• Source:
** START **

# Service entrance conductors: one aluminum & one copper



## Dennis Alwon (May 9, 2009)

68 Malibu 383 said:


> Looked at a house and found a 4/0 aluminum entrance cable on one main panel lug and one 2/0 copper cable on the other. 200 amp breaker so, in theory that should be alright but can you mix like this?


As long as it isn't parallel conductors it should be compliant.


----------



## Cletis (Aug 20, 2010)

*??*



Not sure what that means? Can you re-explain or is it just me?


----------



## Dennis Alwon (May 9, 2009)

Cletis said:


> Not sure what that means? Can you re-explain or is it just me?


I am saying that you can mix aluminum conductor with copper conductors as service entrance or feeders. However if there is a parallel run that you must abide by 310.4(B). The conductors in this case must be the same material as well as other restrictions.


----------



## Cletis (Aug 20, 2010)

*OP*

Sorry, I meant the OP. I don't know exactly what the question is. 1 seu service cable with a 4/0 Al and a 2/0Cu in the one cable or 1 service cable with one conductor in one panel and one in another or something else? 

Thanks for the code ref though..


----------



## Dennis Alwon (May 9, 2009)

Cletis said:


> Sorry, I meant the OP. I don't know exactly what the question is. 1 seu service cable with a 4/0 Al and a 2/0Cu in the one cable or 1 service cable with one conductor in one panel and one in another or something else?
> 
> Thanks for the code ref though..


I think it is conduit with one copper conductor and one aluminum conductor. At least that is my take.


----------



## 68 Malibu 383 (Apr 3, 2010)

Dennis Alwon said:


> I think it is conduit with one copper conductor and one aluminum conductor. At least that is my take.


Yes, that is correct. Thanks for your help. Guess they had a remnant to get rid of.


----------



## RAHARRIS78 (Oct 13, 2011)

don't any idea why someone would do that but guess i've seen worse but at least change the 2\0 cu to 3/0.


----------

** END **

• What this exercise asks:
- a) In the thread on mixed service entrance conductors, rewrite the part that opens with the words containing "## 68 Malibu" and closes with "get rid of.", swapping "remnant" for "leftover spool".
- b) Using the thread on mixed service entrance conductors, decide whether each statement agrees with it. Answer yes or no for each, quoting the words that decide it. (i) Dennis Alwon says conductors in a parallel run must be the same material. (ii) The main breaker in the house is rated 100 amps. (iii) The original poster confirms the setup is a conduit with one copper conductor and one aluminum conductor.

• Dataset extract:
** START **

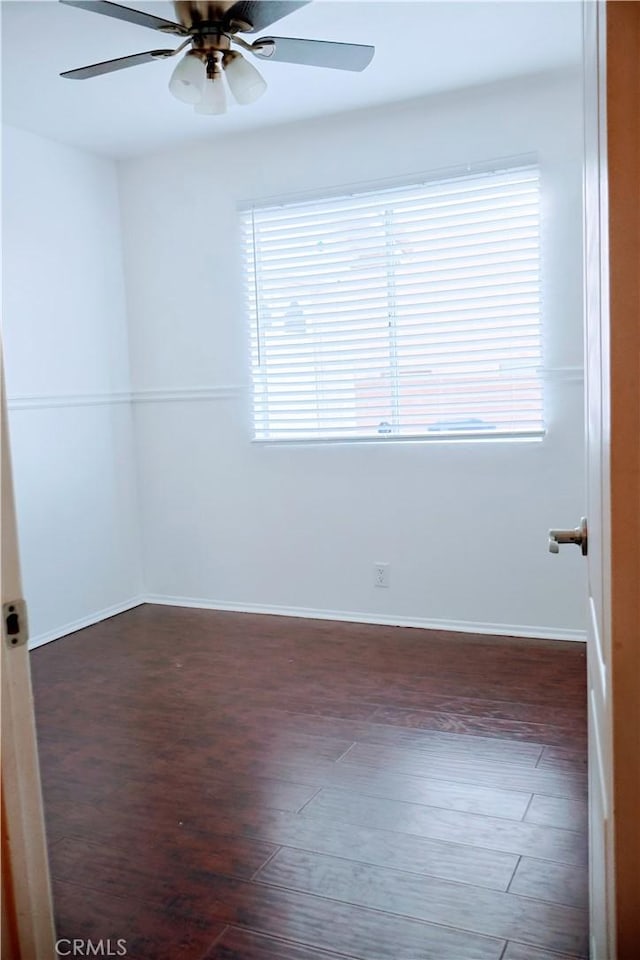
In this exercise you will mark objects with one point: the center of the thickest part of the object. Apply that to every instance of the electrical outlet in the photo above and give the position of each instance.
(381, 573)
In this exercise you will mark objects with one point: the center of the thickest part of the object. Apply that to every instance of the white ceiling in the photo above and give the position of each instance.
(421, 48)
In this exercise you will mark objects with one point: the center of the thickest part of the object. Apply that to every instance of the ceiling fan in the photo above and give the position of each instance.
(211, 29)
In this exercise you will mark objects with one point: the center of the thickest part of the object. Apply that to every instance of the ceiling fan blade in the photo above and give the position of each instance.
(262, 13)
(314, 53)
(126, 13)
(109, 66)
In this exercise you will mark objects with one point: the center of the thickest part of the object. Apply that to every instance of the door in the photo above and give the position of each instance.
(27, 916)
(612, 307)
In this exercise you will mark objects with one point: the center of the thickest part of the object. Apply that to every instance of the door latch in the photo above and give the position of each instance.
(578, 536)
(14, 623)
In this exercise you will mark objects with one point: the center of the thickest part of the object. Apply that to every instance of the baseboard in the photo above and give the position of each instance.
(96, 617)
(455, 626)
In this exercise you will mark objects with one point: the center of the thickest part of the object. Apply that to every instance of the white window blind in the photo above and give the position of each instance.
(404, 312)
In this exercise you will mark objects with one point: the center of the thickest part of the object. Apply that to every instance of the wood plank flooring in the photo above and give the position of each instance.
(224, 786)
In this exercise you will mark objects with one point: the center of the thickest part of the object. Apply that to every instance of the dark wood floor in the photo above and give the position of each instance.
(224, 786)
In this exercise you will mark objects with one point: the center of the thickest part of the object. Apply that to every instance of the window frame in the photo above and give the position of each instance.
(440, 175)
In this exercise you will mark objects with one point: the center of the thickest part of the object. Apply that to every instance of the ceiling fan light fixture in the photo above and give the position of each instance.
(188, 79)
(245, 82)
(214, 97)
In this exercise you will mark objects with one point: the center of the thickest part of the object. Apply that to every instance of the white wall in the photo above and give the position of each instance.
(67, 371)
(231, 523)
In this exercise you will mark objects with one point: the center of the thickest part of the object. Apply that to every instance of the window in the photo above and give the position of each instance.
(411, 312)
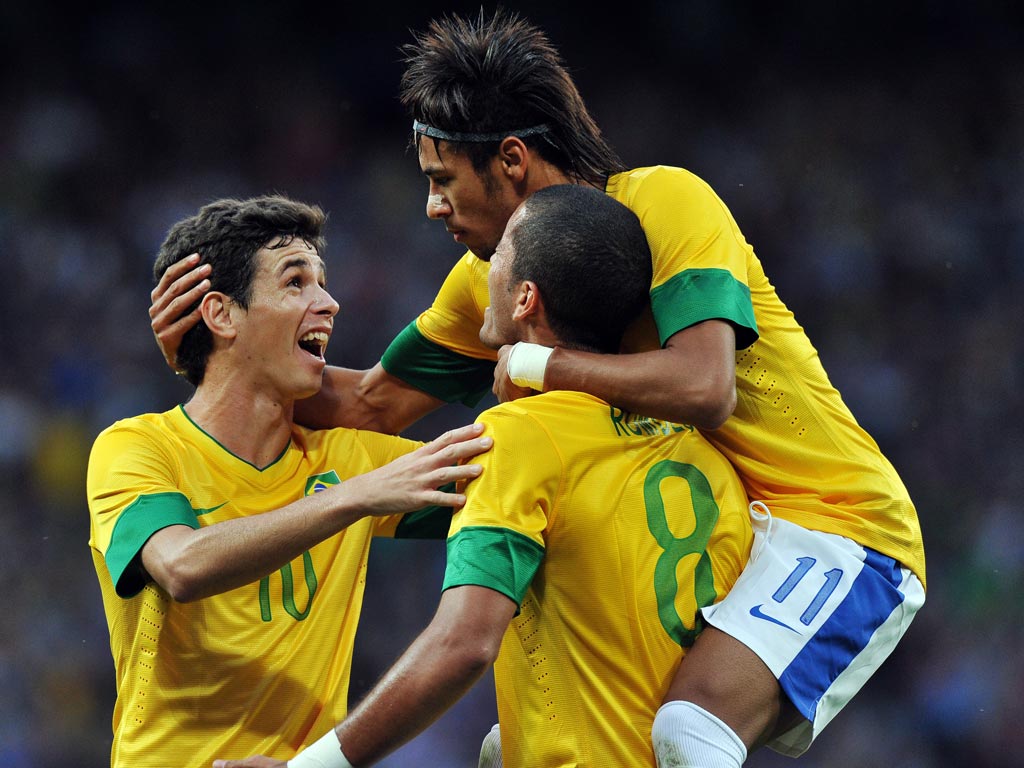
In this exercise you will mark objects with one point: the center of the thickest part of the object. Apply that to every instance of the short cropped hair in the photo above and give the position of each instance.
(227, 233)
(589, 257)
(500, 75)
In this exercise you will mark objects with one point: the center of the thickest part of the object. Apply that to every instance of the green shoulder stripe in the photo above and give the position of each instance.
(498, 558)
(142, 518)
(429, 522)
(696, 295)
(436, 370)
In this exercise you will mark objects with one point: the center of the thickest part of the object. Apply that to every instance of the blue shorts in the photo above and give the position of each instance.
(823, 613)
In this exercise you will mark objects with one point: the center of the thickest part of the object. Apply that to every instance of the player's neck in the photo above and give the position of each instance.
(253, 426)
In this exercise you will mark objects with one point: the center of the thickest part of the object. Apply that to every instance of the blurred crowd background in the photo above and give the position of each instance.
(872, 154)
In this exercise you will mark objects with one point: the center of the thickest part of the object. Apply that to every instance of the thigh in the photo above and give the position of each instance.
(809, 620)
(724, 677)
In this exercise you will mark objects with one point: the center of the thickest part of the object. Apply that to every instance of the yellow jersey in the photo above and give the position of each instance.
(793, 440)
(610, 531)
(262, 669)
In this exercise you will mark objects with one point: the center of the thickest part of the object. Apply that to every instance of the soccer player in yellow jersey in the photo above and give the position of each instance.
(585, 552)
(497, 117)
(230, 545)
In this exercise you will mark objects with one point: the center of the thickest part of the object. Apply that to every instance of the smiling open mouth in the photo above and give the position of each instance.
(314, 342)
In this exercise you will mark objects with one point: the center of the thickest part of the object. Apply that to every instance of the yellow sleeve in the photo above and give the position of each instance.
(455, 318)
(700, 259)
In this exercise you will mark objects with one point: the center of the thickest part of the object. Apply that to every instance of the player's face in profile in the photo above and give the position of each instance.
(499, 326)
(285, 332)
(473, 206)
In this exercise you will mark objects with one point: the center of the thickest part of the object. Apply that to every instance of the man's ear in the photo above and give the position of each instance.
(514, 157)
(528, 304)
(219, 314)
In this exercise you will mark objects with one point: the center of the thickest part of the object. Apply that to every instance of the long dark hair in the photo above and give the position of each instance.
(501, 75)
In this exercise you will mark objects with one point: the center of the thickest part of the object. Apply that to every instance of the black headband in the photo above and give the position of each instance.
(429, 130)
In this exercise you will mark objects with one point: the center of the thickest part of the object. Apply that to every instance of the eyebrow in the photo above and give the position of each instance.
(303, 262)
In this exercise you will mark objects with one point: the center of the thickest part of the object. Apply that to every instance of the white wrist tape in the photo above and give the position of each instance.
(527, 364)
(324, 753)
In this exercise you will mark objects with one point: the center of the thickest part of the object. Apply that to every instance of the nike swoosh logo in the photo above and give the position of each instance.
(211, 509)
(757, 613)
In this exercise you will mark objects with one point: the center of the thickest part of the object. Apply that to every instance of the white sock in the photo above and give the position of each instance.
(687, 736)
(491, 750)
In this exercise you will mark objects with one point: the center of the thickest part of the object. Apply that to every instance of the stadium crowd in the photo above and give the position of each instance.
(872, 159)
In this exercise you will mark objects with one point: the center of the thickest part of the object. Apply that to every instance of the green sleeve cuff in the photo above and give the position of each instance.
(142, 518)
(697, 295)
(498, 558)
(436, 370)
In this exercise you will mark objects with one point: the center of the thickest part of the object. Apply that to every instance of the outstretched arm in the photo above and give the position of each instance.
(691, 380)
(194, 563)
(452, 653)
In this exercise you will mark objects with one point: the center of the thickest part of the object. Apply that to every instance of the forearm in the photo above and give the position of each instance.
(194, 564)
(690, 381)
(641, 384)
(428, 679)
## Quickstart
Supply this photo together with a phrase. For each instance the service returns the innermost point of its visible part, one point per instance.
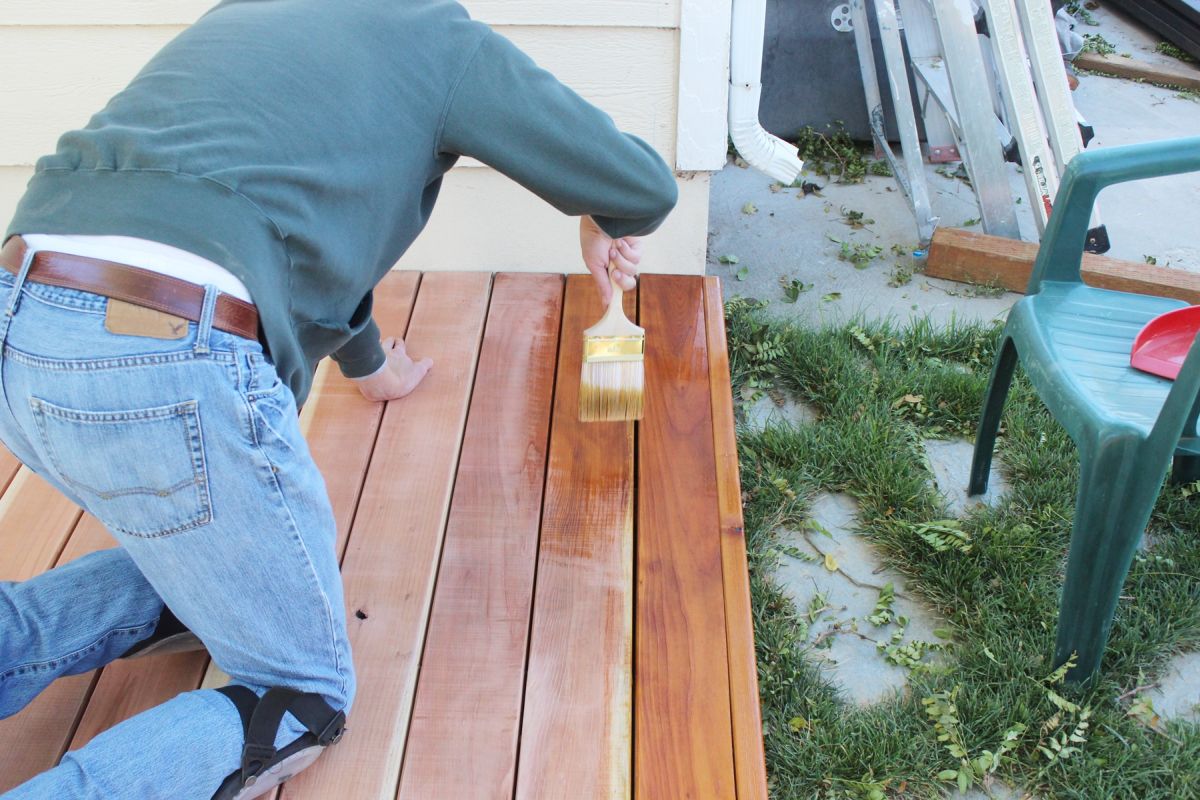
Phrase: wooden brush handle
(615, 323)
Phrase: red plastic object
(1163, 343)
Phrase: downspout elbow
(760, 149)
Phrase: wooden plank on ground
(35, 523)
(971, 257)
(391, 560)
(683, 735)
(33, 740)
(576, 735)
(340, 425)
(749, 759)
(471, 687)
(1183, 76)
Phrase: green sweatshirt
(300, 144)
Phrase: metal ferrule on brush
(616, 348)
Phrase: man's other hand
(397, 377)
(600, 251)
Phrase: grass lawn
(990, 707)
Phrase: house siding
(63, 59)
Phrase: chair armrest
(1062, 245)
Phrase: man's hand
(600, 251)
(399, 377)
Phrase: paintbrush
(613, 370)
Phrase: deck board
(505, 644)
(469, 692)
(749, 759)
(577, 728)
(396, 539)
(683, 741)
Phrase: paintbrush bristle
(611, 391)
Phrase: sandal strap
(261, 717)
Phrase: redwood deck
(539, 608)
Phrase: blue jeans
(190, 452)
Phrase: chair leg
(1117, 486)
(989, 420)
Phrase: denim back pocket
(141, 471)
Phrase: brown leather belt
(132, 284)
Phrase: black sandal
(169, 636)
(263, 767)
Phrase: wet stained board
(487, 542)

** END **

• Task-by-task answers:
- a)
## 68 Malibu 383 (Apr 3, 2010)

Dennis Alwon said:


> I think it is conduit with one copper conductor and one aluminum conductor. At least that is my take.


Yes, that is correct. Thanks for your help. Guess they had a leftover spool to get rid of.

- b)
(i) Yes: "The conductors in this case must be the same material as well as other restrictions."
(ii) No: "200 amp breaker"
(iii) Yes: "Yes, that is correct."